YOUR TASK:
Pictures stay out; everything else in the records below gets copied exactly.

MATERIAL FOR THE TASK:
^^^^^^^^^^^^^^^^
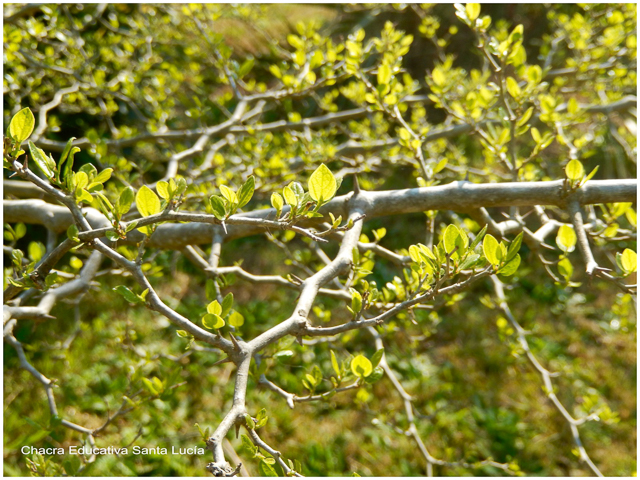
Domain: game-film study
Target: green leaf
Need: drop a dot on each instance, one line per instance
(212, 321)
(248, 444)
(510, 267)
(374, 376)
(473, 11)
(469, 261)
(322, 184)
(375, 359)
(68, 167)
(266, 470)
(147, 202)
(513, 88)
(628, 261)
(566, 238)
(565, 268)
(250, 423)
(72, 233)
(103, 176)
(335, 365)
(214, 307)
(414, 253)
(229, 194)
(236, 319)
(479, 236)
(490, 248)
(210, 290)
(163, 189)
(36, 251)
(574, 170)
(42, 161)
(361, 366)
(525, 117)
(82, 180)
(277, 202)
(289, 196)
(514, 247)
(150, 386)
(22, 125)
(123, 205)
(592, 174)
(450, 236)
(65, 152)
(384, 74)
(128, 295)
(246, 192)
(217, 206)
(227, 303)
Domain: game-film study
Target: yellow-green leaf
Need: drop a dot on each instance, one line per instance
(214, 307)
(510, 267)
(629, 260)
(575, 170)
(361, 366)
(289, 196)
(451, 234)
(566, 238)
(490, 247)
(22, 125)
(384, 74)
(236, 319)
(103, 176)
(212, 321)
(229, 194)
(276, 201)
(513, 88)
(473, 10)
(438, 77)
(147, 202)
(322, 184)
(163, 189)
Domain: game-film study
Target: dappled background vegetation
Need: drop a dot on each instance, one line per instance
(129, 69)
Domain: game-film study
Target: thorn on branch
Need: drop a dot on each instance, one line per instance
(223, 469)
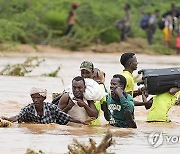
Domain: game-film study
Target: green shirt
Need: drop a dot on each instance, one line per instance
(161, 105)
(98, 107)
(129, 80)
(116, 110)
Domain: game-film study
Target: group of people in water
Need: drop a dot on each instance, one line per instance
(82, 101)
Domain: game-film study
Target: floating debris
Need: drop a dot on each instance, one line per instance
(78, 148)
(5, 123)
(21, 69)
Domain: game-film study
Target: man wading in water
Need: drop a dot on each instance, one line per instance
(41, 112)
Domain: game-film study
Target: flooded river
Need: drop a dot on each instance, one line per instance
(54, 139)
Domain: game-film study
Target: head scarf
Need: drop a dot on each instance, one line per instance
(40, 91)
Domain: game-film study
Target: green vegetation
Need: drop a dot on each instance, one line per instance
(54, 73)
(21, 69)
(44, 21)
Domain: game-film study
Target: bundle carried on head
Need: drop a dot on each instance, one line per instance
(5, 123)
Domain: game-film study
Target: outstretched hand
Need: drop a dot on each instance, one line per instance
(80, 102)
(89, 120)
(118, 91)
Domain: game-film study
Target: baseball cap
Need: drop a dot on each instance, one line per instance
(87, 65)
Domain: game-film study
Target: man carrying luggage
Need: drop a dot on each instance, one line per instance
(129, 61)
(160, 104)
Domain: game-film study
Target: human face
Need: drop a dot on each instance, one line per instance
(115, 82)
(38, 100)
(133, 63)
(86, 73)
(78, 88)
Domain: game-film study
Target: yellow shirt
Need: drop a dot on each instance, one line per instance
(98, 107)
(161, 105)
(130, 82)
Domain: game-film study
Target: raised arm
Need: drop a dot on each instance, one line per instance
(12, 119)
(65, 103)
(90, 107)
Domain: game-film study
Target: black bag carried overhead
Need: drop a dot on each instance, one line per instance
(157, 81)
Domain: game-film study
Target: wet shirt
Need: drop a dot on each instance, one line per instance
(161, 105)
(130, 82)
(98, 107)
(52, 114)
(116, 110)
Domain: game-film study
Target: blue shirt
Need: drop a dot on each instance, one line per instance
(116, 110)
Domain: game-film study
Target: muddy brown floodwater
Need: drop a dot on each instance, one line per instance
(54, 139)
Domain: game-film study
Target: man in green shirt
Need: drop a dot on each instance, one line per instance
(119, 106)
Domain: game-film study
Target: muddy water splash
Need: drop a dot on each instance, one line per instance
(53, 138)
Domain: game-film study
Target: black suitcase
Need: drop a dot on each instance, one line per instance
(157, 81)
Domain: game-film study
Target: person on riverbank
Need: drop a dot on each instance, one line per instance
(76, 106)
(41, 112)
(129, 61)
(119, 106)
(71, 21)
(99, 77)
(151, 26)
(160, 105)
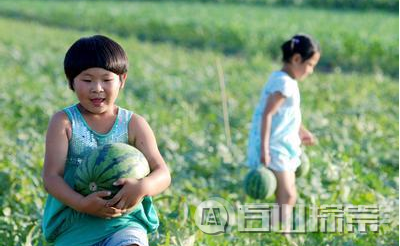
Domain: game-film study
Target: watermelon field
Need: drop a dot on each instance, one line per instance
(350, 103)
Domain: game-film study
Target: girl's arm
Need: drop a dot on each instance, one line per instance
(275, 100)
(53, 172)
(142, 137)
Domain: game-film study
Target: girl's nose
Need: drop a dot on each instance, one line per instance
(96, 87)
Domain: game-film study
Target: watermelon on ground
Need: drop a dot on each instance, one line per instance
(260, 183)
(304, 167)
(106, 164)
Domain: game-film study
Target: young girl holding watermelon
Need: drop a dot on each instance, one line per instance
(96, 68)
(277, 133)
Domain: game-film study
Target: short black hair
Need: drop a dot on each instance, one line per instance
(302, 44)
(95, 51)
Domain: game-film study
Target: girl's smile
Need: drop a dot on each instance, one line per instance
(97, 89)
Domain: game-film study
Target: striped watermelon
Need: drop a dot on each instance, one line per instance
(106, 164)
(260, 183)
(304, 167)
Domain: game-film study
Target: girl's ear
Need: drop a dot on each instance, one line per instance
(296, 58)
(122, 79)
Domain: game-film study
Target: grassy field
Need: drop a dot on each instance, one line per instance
(354, 115)
(347, 38)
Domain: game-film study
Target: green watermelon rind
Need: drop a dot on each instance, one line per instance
(258, 178)
(92, 171)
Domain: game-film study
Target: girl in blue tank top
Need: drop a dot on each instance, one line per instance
(276, 132)
(96, 68)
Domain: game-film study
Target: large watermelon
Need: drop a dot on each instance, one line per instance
(106, 164)
(260, 183)
(304, 167)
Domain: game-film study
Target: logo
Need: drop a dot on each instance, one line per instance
(214, 216)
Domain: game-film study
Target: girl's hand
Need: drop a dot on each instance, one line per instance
(307, 138)
(131, 193)
(94, 204)
(265, 158)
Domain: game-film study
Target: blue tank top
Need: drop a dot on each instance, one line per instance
(65, 226)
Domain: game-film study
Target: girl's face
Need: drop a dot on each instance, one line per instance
(301, 69)
(97, 89)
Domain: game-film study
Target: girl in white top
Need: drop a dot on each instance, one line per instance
(276, 133)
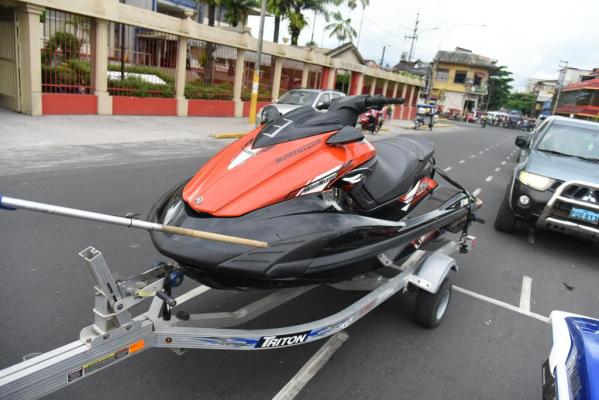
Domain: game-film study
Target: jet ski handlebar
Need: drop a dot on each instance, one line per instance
^^^^^^^^^^^^^^^^
PROBLEM SOLUTION:
Domain: game-film study
Target: green leaf
Need: drop a dot on each instance, one line per instance
(212, 321)
(248, 444)
(510, 267)
(374, 376)
(473, 11)
(469, 261)
(322, 184)
(375, 359)
(68, 167)
(266, 470)
(147, 202)
(513, 88)
(628, 261)
(566, 238)
(565, 268)
(250, 423)
(72, 233)
(103, 176)
(335, 365)
(214, 307)
(414, 253)
(229, 194)
(236, 319)
(479, 236)
(490, 248)
(210, 290)
(163, 189)
(36, 251)
(574, 170)
(42, 161)
(361, 366)
(525, 117)
(82, 180)
(277, 202)
(289, 196)
(514, 247)
(150, 386)
(22, 125)
(123, 205)
(592, 174)
(450, 236)
(65, 152)
(384, 74)
(128, 295)
(246, 192)
(217, 206)
(227, 303)
Domain: game-film study
Target: yellow-green leaf
Need: drop a dot on each instance, one line per instance
(214, 307)
(510, 267)
(629, 260)
(575, 170)
(361, 366)
(289, 196)
(451, 234)
(566, 238)
(490, 247)
(22, 125)
(384, 74)
(236, 319)
(103, 176)
(212, 321)
(229, 194)
(276, 201)
(513, 88)
(473, 10)
(438, 77)
(147, 202)
(322, 184)
(163, 189)
Domain: game-film study
Target: dappled background vegetation
Need: drop a dot on each instance, one line per instance
(129, 69)
Domain: game-film study
Target: thorn on branch
Need: drop a dot on each instance, one line per instance
(223, 469)
Domain: game-film study
Target: green shirt
Need: drop a dot on each instance, one line per instance
(161, 105)
(98, 107)
(129, 80)
(116, 110)
Domain: game-film study
Target: group of people in water
Need: drop a dot on each instance, one line per instance
(82, 101)
Domain: game-film study
Target: floating debris
Need: drop a dot on each instance, one line per instance
(78, 148)
(5, 123)
(21, 69)
Domain: game-film study
Target: man wading in water
Need: drop a dot on each instance, one line per instance
(41, 112)
Domain: game-film study
Target: flooded river
Need: drop a dot on each instance, one line per instance
(54, 139)
Domain: game-film study
Target: head scarf
Need: drop a dot on each instance, one line per instance
(40, 91)
Domain: game-film study
Target: green vegetation
Need: drop a dot on each instance, one line per instance
(54, 73)
(21, 69)
(44, 21)
Domain: game-film study
Target: bundle carried on head
Need: drop a dot on each instance, one line per instance
(5, 123)
Domain: game-film study
Target: outstretched hand
Need: drop a dot on each instance, one line per instance
(80, 102)
(89, 120)
(118, 91)
Domain: game-film study
Target: baseball cap
Need: drop a dot on each instance, one line per instance
(87, 65)
Domain: game-film study
Target: man carrying luggage
Need: drop a dot on each instance, one line per instance
(129, 61)
(160, 104)
Domain: game-film study
Target: human face
Need: drop a dot on each instance, one line per instance
(115, 82)
(38, 100)
(133, 63)
(86, 73)
(78, 88)
Domain: game-film study
Target: yellow shirt
Need: drop a dot on each instance, one line per instance
(98, 107)
(161, 105)
(130, 82)
Domain: game-film study
Target: raised arm
Need: drop a dot on each instance, one line per instance
(12, 119)
(65, 103)
(90, 107)
Domain: game-film study
Target: black bag carried overhead
Need: drop a dot on each instance, one line per instance
(157, 81)
Domain: game-film study
Target: wet shirt
Need: drop a dot on each instance, one line per instance
(161, 105)
(130, 82)
(98, 107)
(52, 114)
(116, 110)
Domain: game-film study
Target: blue shirt
Need: drop a dot on each instance, one line per instance
(116, 110)
Domain: game-film study
Target: muddy brown floodwater
Need: drop a dot on each instance, one line per instance
(54, 139)
Domain: game-film study
Target: man in green shirt
Need: drop a dot on each instance, one line per instance
(119, 106)
Domain: game-film study
Target: muddy water splash
Need: drop a dot on each instance, one line per instance
(53, 138)
Domain: game-film study
Target: black suitcase
Need: drop a dot on each instance, one line per instance
(157, 81)
Domain: game-film study
Target: person on riverbank
Need: drop a dot on each instance, one line per instance
(76, 106)
(41, 112)
(129, 61)
(119, 106)
(71, 21)
(99, 77)
(151, 26)
(160, 105)
Domain: game-film study
Target: watermelon field
Need: drop a dot on each instance, one line per instance
(350, 103)
Domain: game-film study
Target: girl's arm
Need: drop a dot on each instance, one line per instance
(275, 100)
(53, 172)
(142, 137)
Domain: game-film study
Target: girl's nose
Need: drop a dot on each instance, one line per instance
(96, 87)
Domain: game-film study
Target: watermelon on ground
Need: drop a dot on each instance, one line per instance
(260, 183)
(304, 167)
(106, 164)
Domain: game-film study
Target: young girl holding watermelon
Need: drop a dot on each instance, one line per instance
(96, 68)
(277, 133)
Domain: game-film study
Target: short black hair
Need: drop a dot on each instance, one line per instance
(302, 44)
(95, 51)
Domain: game-film study
Target: girl's smile
Need: drop a dot on each instance, one line per instance
(97, 89)
Domain: game-film study
Target: striped watermelon
Need: drop a dot on each instance, one line per instance
(106, 164)
(260, 183)
(304, 167)
Domain: game-film study
Target: girl's ear
Need: drop a dot on each instance, one line per instance
(296, 58)
(122, 79)
Domain: game-film study
Target: grassy field
Need: drop a dot on each instance, one line per instance
(354, 115)
(347, 38)
Domain: game-film study
Target: green watermelon rind
Need: drop a dot on each instance, one line per instance
(258, 178)
(92, 171)
Domain: game-film study
Target: girl in blue tank top
Need: drop a dot on each instance, one line per instance
(276, 132)
(96, 68)
Domain: game-film study
Target: large watermelon
Need: drop a dot on each instance, one line per instance
(106, 164)
(260, 183)
(304, 167)
Domain: game-film study
Target: logo
Need: drop a dot on each instance, one line per instance
(214, 216)
Domain: game-film study
Target: girl's hand
Need: drop a dot on each instance, one line per instance
(307, 138)
(131, 193)
(94, 204)
(265, 158)
Domain: game-film study
Target: blue tank top
Need: drop a dot on each instance, one line per instance
(65, 226)
Domain: game-film study
Target: girl's face
Need: drop a dot on each instance, one line per instance
(301, 69)
(97, 89)
Domain: game-film study
Target: girl in white top
Need: drop a dot on each instance, one line per instance
(276, 133)
Domain: game-film study
Target: jet ski handlebar
Need: drop a dot on each instance, one line per instance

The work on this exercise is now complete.